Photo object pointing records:
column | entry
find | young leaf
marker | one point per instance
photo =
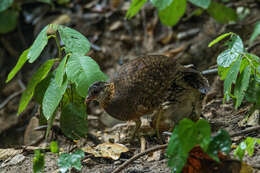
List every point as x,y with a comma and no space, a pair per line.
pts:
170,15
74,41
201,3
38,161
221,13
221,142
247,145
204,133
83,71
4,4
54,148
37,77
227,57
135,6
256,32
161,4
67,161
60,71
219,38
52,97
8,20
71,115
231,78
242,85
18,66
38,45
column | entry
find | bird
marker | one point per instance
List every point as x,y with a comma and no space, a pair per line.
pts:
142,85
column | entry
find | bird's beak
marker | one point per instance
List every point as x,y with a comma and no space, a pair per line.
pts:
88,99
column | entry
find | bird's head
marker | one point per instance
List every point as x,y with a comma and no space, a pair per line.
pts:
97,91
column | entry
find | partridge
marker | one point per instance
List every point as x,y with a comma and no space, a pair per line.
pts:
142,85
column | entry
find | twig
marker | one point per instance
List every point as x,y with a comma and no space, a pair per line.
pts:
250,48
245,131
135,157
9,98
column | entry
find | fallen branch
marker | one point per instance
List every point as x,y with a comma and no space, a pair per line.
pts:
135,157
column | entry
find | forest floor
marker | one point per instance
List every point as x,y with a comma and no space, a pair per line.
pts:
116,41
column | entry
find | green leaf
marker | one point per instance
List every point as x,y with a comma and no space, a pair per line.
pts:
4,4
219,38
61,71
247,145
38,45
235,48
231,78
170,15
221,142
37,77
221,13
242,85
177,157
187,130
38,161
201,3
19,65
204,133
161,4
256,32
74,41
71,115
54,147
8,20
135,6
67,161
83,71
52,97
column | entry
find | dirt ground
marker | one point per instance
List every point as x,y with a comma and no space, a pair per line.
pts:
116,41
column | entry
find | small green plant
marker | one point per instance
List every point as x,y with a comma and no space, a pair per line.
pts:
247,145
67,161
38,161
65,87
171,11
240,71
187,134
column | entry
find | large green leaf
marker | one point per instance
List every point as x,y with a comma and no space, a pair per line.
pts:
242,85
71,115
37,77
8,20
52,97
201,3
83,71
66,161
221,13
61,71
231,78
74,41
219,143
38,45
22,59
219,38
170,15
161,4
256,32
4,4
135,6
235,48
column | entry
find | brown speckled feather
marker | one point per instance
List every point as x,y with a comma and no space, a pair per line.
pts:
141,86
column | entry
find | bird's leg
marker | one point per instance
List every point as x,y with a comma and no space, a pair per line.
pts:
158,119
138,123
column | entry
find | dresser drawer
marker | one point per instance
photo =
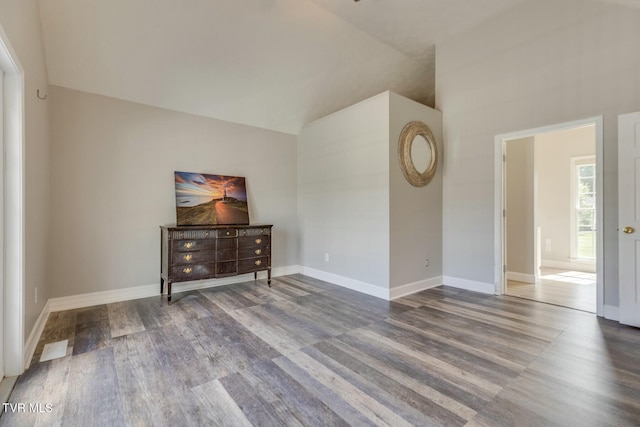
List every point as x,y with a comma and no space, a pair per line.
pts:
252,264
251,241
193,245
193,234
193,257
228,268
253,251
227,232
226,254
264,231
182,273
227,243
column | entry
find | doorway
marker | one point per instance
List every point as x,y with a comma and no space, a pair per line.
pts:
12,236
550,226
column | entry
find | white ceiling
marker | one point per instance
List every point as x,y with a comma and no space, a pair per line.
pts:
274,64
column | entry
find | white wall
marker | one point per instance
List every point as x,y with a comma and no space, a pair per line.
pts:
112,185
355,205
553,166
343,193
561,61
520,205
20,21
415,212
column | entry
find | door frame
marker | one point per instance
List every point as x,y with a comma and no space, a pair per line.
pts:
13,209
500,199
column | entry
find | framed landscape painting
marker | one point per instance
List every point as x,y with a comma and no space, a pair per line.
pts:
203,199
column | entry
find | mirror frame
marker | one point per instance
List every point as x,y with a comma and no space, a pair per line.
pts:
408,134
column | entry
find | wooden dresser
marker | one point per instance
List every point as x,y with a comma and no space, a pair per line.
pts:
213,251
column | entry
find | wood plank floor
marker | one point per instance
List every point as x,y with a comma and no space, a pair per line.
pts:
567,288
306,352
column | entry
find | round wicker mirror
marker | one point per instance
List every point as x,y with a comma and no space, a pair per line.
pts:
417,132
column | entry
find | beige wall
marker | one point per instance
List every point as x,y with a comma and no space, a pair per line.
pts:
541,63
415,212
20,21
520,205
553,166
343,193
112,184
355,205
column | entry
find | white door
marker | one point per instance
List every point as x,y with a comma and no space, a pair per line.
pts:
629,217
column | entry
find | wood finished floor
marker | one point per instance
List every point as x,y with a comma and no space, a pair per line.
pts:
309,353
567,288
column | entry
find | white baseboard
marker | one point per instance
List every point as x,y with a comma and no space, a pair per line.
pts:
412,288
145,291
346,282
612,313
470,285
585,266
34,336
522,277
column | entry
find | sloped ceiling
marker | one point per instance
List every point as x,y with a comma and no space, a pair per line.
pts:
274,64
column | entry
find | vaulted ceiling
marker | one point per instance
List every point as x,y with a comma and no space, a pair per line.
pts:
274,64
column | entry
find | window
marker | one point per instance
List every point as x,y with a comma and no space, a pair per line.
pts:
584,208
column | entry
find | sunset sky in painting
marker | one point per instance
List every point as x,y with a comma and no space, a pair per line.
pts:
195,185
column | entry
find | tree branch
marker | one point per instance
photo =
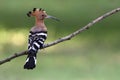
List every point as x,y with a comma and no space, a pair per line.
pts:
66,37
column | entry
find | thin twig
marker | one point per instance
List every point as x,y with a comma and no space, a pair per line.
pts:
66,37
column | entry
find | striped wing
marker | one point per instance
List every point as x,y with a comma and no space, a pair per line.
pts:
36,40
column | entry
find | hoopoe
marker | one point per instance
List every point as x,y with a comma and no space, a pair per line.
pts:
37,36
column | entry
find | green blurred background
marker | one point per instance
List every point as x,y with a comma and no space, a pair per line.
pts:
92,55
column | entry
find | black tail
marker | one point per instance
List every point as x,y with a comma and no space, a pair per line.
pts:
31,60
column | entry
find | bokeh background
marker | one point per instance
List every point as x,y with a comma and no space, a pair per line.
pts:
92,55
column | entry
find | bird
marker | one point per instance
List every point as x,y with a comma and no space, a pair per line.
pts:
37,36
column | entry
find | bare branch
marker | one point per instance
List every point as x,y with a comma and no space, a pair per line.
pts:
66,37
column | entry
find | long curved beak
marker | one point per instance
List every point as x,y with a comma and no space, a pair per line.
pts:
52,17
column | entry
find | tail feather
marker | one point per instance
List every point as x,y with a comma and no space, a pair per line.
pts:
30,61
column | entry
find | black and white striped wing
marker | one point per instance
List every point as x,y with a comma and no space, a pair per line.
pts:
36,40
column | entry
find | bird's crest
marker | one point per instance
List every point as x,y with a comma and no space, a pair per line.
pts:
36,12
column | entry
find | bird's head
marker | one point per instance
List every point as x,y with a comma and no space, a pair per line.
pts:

• **Exercise requirements**:
Every line above should be repeated exactly; pictures stay out of the copy.

• **Task solution**:
column | entry
find | young leaf
marker | one point per instance
photo =
List every point as x,y with a comma and no space, a pair per line.
pts:
170,15
74,41
201,3
38,161
221,13
221,142
247,145
204,133
83,71
4,4
54,148
37,77
227,57
135,6
256,32
161,4
67,161
60,71
219,38
52,97
8,20
71,115
231,78
242,85
18,66
38,45
column | entry
find | bird
marker | one point per instance
List every point as x,y with a comma and no space, a pair per line.
pts:
142,85
column | entry
find | bird's beak
marker | one point per instance
List every point as x,y with a comma and no space, a pair per line.
pts:
88,99
column | entry
find | bird's head
marker | one point per instance
List every point as x,y with a comma and no space, a pair per line.
pts:
97,91
column | entry
find | partridge
marker | one point per instance
List every point as x,y with a comma and no space, a pair per line.
pts:
142,85
column | entry
find | twig
marker | one point per instance
List every point as x,y with a comma and no space, a pair per line.
pts:
250,48
245,131
135,157
9,98
column | entry
find | fallen branch
marker | one point per instance
List every point as x,y with a comma and no space, a pair per line.
pts:
135,157
column | entry
find | forest floor
marker | one point per instance
List every point as x,y with a comma and no space, a pair per line.
pts:
116,41
column | entry
find | green leaf
marker | one point per instance
List every point as x,y with a comma and no space, a pair per line.
pts:
4,4
219,38
61,71
247,145
38,45
235,48
231,78
170,15
221,142
37,77
221,13
242,85
177,157
187,130
38,161
201,3
19,65
204,133
161,4
256,32
74,41
71,115
54,147
8,20
135,6
67,161
83,71
52,97
column | entry
find | dirt ground
marker | one point per instance
List every point as x,y with a comma and no space, a pair per line.
pts:
116,41
column | entry
find | small green plant
marker | one point per instance
List every point as x,y with a comma and no space, a pair per line.
pts:
247,145
67,161
38,161
65,87
171,11
240,71
187,134
column | entry
find | large green leaf
marker | one point per instance
List every point as x,y with a comma and no space, a pair per line.
pts:
242,85
71,115
37,77
8,20
52,97
201,3
83,71
66,161
221,13
61,71
231,78
74,41
219,143
38,45
22,59
219,38
170,15
161,4
256,32
4,4
135,6
235,48
column | entry
find | brown speckled feather
marker | one point per instance
List every point as x,y with a comma and no space, a pair per line.
pts:
141,86
column | entry
find | bird's leg
marker | one point per instance
List every point as x,y with a comma and no space, a pair per line.
pts:
158,119
138,123
column | entry
find | dresser drawer
marker | one point per instance
photo =
List every point as x,y with a comma and no space, a pair per line.
pts:
252,264
251,241
193,245
193,234
193,257
228,268
253,251
227,232
226,254
264,231
182,273
227,243
column | entry
find | doorway
marker | one point per instance
List every point as x,y with a comma and no space, a pair per line.
pts:
12,236
550,226
column | entry
find | white ceiling
marker | one point per instance
List every point as x,y with a comma and no space, a pair per line.
pts:
274,64
column | entry
find | white wall
marker | one point per instance
List every point as x,y with a comma and no space, a pair per line.
pts:
112,185
355,205
553,166
343,193
561,61
520,205
20,21
415,212
column | entry
find | door frame
marker | one point per instance
List every point as x,y with a comma and no space, a pair per line.
pts:
13,209
500,199
column | entry
find | framed landscape painting
marker | one point per instance
List every point as x,y with a comma and no space, a pair per line.
pts:
203,199
column | entry
find | mirror frame
marker | one point per instance
List every point as x,y with a comma and no space, a pair per line.
pts:
408,134
column | entry
find | wooden dresser
marker | one point per instance
List every point as x,y with a comma and no space, a pair per line.
pts:
213,251
column | entry
find | wood plank floor
marker | one point per instance
List every point as x,y with a comma and no space, a pair per line.
pts:
567,288
306,352
column | entry
find | round wicker mirror
marker | one point per instance
List every point as x,y with a comma and no space, a pair per line.
pts:
417,132
column | entry
find | beige wall
marker | one point per instance
List every point as x,y with a comma and no space, a pair per line.
pts:
541,63
415,212
20,21
520,205
553,166
343,193
112,184
355,205
column | entry
find | white door
marker | one point per instance
List every point as x,y with a comma and no space, a pair per line.
pts:
629,217
column | entry
find | wood finished floor
marker | one point per instance
List every point as x,y with a comma and no space, a pair per line.
pts:
309,353
567,288
column | entry
find | white baseboard
marker | one point per instance
List every point as x,y with a comma and no space, a pair per line.
pts:
412,288
145,291
346,282
612,313
470,285
585,266
34,336
522,277
column | entry
find | sloped ceiling
marker | one point per instance
List every point as x,y with a comma and no space, a pair per line.
pts:
274,64
column | entry
find | vaulted ceiling
marker | one point per instance
List every point as x,y with a comma and no space, a pair per line.
pts:
274,64
column | entry
find | window
marker | one point per instance
List every point as x,y with a comma and no space, a pair per line.
pts:
584,208
column | entry
find | sunset sky in painting
marker | one point per instance
List every point as x,y with a comma and no space, a pair per line.
pts:
195,185
column | entry
find | tree branch
marker | one point per instance
photo =
List every point as x,y with a comma and no space, a pair per line.
pts:
66,37
column | entry
find | thin twig
marker | one point per instance
List every point as x,y with a comma and no space, a pair per line.
pts:
66,37
column | entry
find | striped wing
marker | one point per instance
List every point as x,y with a comma and no space, a pair per line.
pts:
36,40
column | entry
find | hoopoe
marker | one point per instance
List every point as x,y with a comma and no space, a pair per line.
pts:
37,36
column | entry
find | green blurred background
marker | one point per instance
List every point as x,y with a comma and no space, a pair per line.
pts:
92,55
column | entry
find | black tail
marker | one point per instance
List every point as x,y with a comma and no space, a pair per line.
pts:
31,60
column | entry
find | bokeh background
marker | one point per instance
List every point as x,y with a comma and no space, a pair per line.
pts:
92,55
column | entry
find | bird
marker | one point per instance
List every point as x,y with a comma and no space, a pair per line.
pts:
37,36
column | entry
find | bare branch
marker | one point per instance
List every point as x,y with a comma and no space, a pair per line.
pts:
66,37
column | entry
find | long curved beak
marker | one point per instance
List every point as x,y with a comma and no space, a pair per line.
pts:
52,17
column | entry
find | tail feather
marker | one point per instance
List every point as x,y with a comma and no space, a pair per line.
pts:
30,61
column | entry
find | black and white striped wing
marker | one point per instance
List every point as x,y with a comma and no space, a pair per line.
pts:
36,40
column | entry
find | bird's crest
marker | one point per instance
List every point as x,y with a comma and no space, a pair per line.
pts:
36,12
column | entry
find | bird's head
marker | one point per instance
List every point as x,y with a comma and no space, a pair per line.
pts:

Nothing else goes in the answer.